━━ TASK MATERIAL

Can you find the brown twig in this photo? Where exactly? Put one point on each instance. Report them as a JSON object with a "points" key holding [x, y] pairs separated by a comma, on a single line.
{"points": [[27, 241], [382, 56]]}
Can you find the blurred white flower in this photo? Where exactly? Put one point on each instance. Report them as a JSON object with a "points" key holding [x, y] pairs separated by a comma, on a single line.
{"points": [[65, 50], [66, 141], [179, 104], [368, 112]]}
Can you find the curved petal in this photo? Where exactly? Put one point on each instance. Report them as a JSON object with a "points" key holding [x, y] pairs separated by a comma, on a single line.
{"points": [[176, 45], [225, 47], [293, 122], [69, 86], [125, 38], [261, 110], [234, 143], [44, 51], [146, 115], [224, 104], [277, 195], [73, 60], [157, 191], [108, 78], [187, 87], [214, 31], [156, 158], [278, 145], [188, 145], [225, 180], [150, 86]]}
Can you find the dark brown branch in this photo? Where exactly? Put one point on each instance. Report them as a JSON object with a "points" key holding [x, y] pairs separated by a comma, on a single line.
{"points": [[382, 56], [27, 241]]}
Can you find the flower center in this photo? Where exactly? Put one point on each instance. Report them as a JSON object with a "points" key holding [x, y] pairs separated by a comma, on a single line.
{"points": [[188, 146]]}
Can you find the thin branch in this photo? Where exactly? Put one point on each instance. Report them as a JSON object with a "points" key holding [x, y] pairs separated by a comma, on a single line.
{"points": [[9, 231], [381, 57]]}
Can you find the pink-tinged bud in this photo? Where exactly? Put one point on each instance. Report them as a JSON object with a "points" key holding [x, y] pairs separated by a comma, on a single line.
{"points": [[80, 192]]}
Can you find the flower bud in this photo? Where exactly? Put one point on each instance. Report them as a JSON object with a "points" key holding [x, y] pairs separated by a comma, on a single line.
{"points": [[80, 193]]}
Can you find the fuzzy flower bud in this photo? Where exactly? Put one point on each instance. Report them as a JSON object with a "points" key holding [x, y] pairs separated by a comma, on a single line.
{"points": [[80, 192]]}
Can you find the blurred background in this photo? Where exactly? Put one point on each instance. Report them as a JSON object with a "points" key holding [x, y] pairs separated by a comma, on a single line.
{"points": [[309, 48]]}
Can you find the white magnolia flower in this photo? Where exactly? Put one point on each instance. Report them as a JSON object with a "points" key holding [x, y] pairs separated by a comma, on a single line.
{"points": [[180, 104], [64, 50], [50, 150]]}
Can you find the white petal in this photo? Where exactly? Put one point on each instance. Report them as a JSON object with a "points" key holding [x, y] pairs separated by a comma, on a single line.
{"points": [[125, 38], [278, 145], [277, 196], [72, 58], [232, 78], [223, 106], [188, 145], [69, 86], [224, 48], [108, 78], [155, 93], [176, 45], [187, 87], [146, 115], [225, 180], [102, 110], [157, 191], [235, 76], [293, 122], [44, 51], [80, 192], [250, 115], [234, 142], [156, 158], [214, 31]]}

━━━━

• WHAT THE EXERCISE ASKS: Type the whole listing again, unaltered.

• ANSWER BOX:
Can you find the brown twig in this photo? Where exactly? Put one point on each instance. Report them as a JSON object with a "points" key holding [x, y] pairs separated by a comma, on a single line.
{"points": [[27, 241], [382, 56]]}
Can you find the blurred white flower in this photo? Where exactly? Put one point on each instance. Report them as a JSON object with a "points" key holding [x, y] pairs separated by a comma, on a single line.
{"points": [[65, 50], [66, 141], [179, 104], [368, 112]]}
Can you find the curved petal in this photo? Where exactly? Put one point on each instance. Report them as a JSON object with a "points" key holding [x, y] pairs separated by a comma, on a single line.
{"points": [[176, 45], [225, 47], [293, 122], [69, 86], [125, 38], [261, 110], [234, 143], [44, 51], [146, 115], [224, 104], [277, 195], [73, 60], [157, 191], [108, 78], [187, 87], [214, 31], [156, 158], [278, 145], [188, 145], [225, 180], [150, 86]]}
Can you find the dark brown branch in this photo? Where exactly? Put one point on each instance. Report them as a JSON object with a "points" key holding [x, y] pairs separated by a comma, on a single line.
{"points": [[382, 56], [27, 241]]}
Can you find the flower center in this photo? Where exactly? Put one point on each instance. Report them as a JSON object with a "points" key holding [x, y] pairs separated by a comma, on a single line.
{"points": [[188, 146]]}
Can you find the thin branch in this photo? Where exactly? Put one point on each instance. Report them as a JSON object with a "points" key holding [x, y] pairs separated by a comma, on a single line.
{"points": [[9, 231], [381, 57]]}
Can you find the pink-tinged bud in this photo? Where exactly? Put one point on each instance. Report them as a JSON object with a "points" key holding [x, y] pairs separated by a comma, on a single line.
{"points": [[80, 192]]}
Can you find the flower bud in this photo? Where exactly? Put one point on each instance. Report them as a JSON object with a "points" key holding [x, y] pairs separated by a comma, on a single line.
{"points": [[80, 193]]}
Can you find the fuzzy flower bud in this photo? Where exactly? Put one point on each instance. Report them as a JSON object with a "points" key holding [x, y] pairs separated by a comma, on a single line.
{"points": [[80, 192]]}
Can you find the blurred background in this photo? Where exactly? Put one point on each instance. Report them as a JSON object with a "points" key holding [x, y] pairs separated by a comma, on a single line.
{"points": [[309, 48]]}
Can you find the white magnolia flower in this photo? Where exactly? Put one point on each instance. Report them as a JSON object with a "points" key holding [x, y] pairs separated by a comma, on a single line.
{"points": [[180, 104], [64, 50], [50, 150]]}
Can you find the white petal in this photo? Where exactly? Put one point on each instance. Report them as a JSON object with a "points" key holding [x, y] pairs separated by a comma, on a single line.
{"points": [[125, 38], [278, 145], [277, 196], [72, 58], [232, 78], [223, 106], [188, 145], [69, 86], [224, 48], [108, 78], [155, 93], [176, 45], [187, 87], [146, 115], [225, 180], [102, 110], [157, 191], [235, 76], [293, 122], [44, 51], [80, 192], [250, 115], [234, 142], [156, 158], [214, 31]]}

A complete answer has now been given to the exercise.